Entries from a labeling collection
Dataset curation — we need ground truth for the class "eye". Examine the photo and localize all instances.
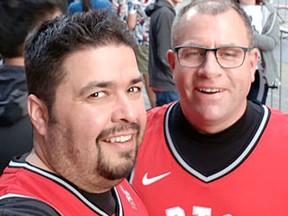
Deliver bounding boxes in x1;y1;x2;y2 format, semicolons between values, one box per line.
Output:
127;86;141;93
89;91;107;99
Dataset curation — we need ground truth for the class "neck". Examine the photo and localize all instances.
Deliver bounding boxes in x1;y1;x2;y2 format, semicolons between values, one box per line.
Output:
4;57;24;66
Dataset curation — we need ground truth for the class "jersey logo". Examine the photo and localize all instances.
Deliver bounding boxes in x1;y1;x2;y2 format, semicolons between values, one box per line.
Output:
142;172;171;186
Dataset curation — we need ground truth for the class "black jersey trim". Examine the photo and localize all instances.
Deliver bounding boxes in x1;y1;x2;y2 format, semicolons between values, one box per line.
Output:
9;161;124;216
164;103;270;183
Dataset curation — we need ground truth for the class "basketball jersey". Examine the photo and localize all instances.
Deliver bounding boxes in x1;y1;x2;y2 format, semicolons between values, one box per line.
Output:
131;102;288;216
0;161;148;216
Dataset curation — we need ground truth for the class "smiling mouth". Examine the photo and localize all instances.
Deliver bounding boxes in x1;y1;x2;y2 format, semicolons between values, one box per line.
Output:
197;88;222;94
105;135;132;143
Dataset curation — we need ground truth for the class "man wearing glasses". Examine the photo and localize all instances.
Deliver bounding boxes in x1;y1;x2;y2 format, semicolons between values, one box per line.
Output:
131;0;288;216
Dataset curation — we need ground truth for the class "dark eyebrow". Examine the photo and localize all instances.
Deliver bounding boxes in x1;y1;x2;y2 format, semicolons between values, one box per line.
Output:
79;76;143;95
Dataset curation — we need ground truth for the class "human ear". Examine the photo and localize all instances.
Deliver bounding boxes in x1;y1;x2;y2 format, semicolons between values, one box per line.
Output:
27;94;48;136
249;48;259;82
166;50;176;72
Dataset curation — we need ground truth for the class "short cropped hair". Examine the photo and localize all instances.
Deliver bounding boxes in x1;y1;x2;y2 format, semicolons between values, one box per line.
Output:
25;10;135;113
0;0;65;58
171;0;254;47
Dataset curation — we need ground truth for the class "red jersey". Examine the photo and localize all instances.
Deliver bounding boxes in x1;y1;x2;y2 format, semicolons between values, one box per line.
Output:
131;102;288;216
0;161;148;216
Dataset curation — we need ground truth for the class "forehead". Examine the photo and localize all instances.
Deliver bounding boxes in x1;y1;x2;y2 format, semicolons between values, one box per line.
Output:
63;45;139;88
174;8;249;46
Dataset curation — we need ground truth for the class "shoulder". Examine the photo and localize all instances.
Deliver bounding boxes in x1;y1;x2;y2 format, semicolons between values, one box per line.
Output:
0;195;60;216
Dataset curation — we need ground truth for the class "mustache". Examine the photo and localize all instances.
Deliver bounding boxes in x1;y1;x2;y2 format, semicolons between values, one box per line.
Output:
96;123;140;141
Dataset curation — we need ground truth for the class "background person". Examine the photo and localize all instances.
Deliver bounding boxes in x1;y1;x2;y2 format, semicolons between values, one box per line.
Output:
237;0;280;104
0;0;65;174
0;10;148;216
67;0;114;15
127;0;156;108
131;0;288;216
146;0;182;106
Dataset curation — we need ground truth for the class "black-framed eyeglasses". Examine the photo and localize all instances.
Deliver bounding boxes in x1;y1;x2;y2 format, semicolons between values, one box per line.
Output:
174;46;251;68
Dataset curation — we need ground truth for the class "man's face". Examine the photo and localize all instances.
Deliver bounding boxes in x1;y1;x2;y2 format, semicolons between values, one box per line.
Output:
46;45;146;190
168;9;258;133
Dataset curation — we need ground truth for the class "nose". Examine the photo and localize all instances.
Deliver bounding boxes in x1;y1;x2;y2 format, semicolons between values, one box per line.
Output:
112;95;137;122
198;51;221;78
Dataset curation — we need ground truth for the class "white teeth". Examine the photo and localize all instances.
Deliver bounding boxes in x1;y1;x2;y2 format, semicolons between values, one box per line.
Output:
199;88;221;93
106;135;132;143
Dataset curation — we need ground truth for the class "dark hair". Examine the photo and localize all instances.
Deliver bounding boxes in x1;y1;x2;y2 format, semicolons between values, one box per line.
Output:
0;0;65;58
172;0;254;47
82;0;92;12
25;10;135;113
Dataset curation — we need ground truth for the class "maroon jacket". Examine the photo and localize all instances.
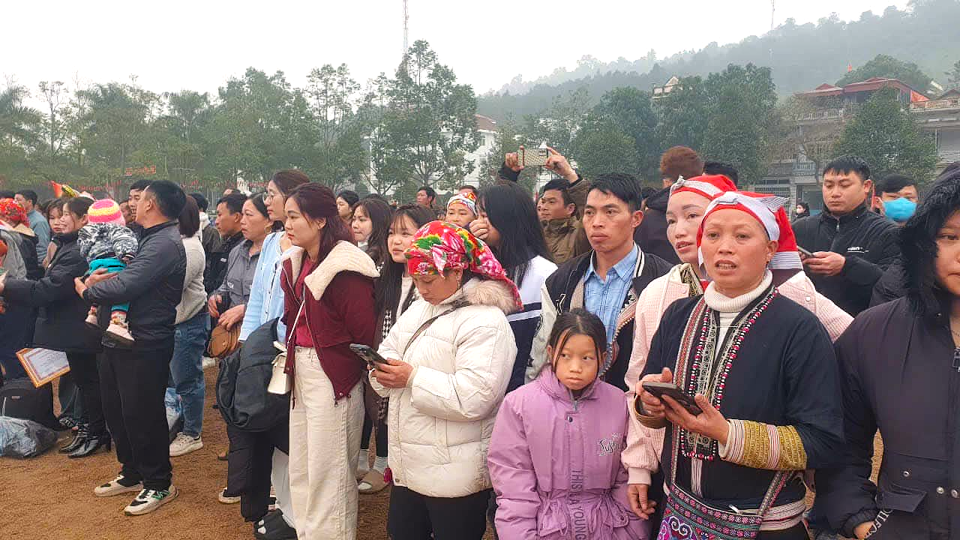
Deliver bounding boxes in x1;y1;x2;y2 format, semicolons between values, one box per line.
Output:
280;242;378;400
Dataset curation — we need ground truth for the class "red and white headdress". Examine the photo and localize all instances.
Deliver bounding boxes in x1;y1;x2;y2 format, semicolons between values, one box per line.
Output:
697;191;803;270
670;174;737;201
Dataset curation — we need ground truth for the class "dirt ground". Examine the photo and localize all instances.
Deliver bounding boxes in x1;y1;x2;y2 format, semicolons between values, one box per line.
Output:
0;369;883;540
0;368;389;540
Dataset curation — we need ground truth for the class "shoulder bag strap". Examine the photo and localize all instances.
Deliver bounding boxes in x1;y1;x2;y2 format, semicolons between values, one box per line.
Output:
400;301;470;356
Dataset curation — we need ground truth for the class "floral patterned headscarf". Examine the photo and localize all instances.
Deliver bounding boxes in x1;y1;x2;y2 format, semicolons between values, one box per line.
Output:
404;221;523;309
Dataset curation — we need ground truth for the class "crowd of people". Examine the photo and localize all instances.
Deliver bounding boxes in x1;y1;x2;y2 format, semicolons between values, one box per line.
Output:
0;143;960;540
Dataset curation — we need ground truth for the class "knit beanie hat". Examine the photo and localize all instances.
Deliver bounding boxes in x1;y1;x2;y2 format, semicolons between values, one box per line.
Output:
87;199;127;227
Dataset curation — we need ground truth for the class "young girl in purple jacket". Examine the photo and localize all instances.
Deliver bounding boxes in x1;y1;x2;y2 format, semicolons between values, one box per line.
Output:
487;309;650;540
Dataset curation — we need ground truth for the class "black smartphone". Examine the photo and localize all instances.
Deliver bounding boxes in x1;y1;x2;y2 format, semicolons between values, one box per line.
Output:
643;382;703;416
350;343;390;369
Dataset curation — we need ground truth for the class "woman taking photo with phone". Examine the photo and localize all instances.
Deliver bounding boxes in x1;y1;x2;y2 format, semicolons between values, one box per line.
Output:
281;184;379;540
370;221;522;540
623;175;853;516
0;197;110;458
357;204;436;493
471;183;557;392
231;169;310;538
632;192;843;540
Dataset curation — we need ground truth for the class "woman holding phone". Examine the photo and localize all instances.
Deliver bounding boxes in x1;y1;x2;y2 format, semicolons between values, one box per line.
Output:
622;175;853;518
631;192;843;540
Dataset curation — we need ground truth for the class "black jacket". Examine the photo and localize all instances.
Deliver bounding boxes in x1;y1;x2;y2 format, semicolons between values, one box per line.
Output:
816;298;960;540
793;206;900;317
83;221;187;350
870;257;907;307
203;233;244;294
543;250;674;391
3;232;100;353
633;188;680;265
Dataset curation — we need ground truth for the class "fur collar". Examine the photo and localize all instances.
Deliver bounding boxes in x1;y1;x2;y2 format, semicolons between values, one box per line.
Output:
454;278;517;315
282;241;380;300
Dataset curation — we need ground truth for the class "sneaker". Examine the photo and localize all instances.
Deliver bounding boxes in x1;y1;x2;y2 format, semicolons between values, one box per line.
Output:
170;433;203;457
104;320;133;347
123;484;178;516
217;488;240;504
93;474;143;497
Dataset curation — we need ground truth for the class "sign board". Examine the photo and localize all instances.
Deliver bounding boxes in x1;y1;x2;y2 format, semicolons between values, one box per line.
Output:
17;349;70;388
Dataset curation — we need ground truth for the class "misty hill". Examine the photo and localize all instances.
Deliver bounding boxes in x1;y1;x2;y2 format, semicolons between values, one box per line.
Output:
477;0;960;120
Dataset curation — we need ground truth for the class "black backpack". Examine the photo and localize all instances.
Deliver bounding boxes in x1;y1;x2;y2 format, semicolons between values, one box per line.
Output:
217;319;290;431
0;377;61;430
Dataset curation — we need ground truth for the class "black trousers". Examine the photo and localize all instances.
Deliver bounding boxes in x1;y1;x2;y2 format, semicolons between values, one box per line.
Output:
387;486;493;540
100;344;173;490
227;422;290;521
61;353;106;435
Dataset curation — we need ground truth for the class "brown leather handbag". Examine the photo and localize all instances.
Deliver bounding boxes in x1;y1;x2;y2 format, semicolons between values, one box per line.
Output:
207;324;241;358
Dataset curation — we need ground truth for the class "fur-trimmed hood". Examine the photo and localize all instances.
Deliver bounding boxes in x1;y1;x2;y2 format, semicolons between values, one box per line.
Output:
281;241;380;300
454;278;517;315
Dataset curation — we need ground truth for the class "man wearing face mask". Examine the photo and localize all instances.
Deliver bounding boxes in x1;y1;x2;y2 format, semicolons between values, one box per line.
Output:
874;174;920;226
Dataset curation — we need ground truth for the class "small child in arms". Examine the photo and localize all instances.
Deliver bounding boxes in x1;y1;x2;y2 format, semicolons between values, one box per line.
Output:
77;199;139;345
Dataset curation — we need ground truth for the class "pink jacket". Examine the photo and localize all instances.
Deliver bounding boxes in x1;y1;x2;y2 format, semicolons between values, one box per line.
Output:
487;369;650;540
622;265;853;485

■ Your goal ■
Copy out the lines of the entries verbatim, starting at the first line and ending at the line containing "166;50;176;72", both included. Leave the pictures out of your answer.

■ Task result ■
Dataset curation — we need ground truth for the class "eye". Examine the photo and localize all instances.
Deliver bounding boxes in x1;y1;x2;y2 format, semicolons between values, one box per line.
Output:
127;86;141;93
89;91;107;99
Dataset curation — we need ground truth for the class "neck". Examine the photo and localize all instances.
Deliver bounding boxes in x1;y1;x2;y2 format, semicolons between values, one box per line.
Output:
4;57;24;66
Dataset curation — we need ground truth for the class "jersey logo". Examine the photo and localize all instances.
Deliver bounding boxes in x1;y1;x2;y2 format, semicolons between values, one box per line.
Output:
142;172;171;186
Dataset curation — we need ground truth for the class "black jersey trim". Examine the photo and localize all instances.
Deliver bounding boxes in x1;y1;x2;y2 format, semicolons between values, one box per line.
Output:
9;161;124;216
164;103;270;183
Dataset curation — we need ground truth for the class "basketball jersey". Examine the photo and localize all instances.
Deliver bounding boxes in x1;y1;x2;y2 format, semicolons between values, one box per line.
Output:
131;102;288;216
0;161;148;216
Dataset curation — we need ground truth for the class "smiling mouth". Examine the photo and localize all instances.
Deliver bounding boxes in x1;y1;x2;y2 format, semicolons between values, one box per line.
Output:
197;88;222;94
105;135;132;143
Dataset curation — we need ground truth for the class "man wearing glasses". Examine the photo and localize all instances.
Deliver bounding boxes in x1;y1;x2;y2 format, semicolons between values, one box per line.
Output:
131;0;288;216
Dataset curation — we need ground truth for the class "dark eyebrow". Examine the photo and localize all instances.
Deliver bounding boxes in x1;y1;x2;y2 format, semicolons between values, one box per line.
Output:
79;76;143;95
Dataset curation — we need ground truth for the class "human ear". Examine the photo and localize all instances.
Deliver bounding boxes in x1;y1;x2;y2 format, semicolons between values, one box per line.
Output:
27;94;48;136
249;48;259;82
166;50;176;72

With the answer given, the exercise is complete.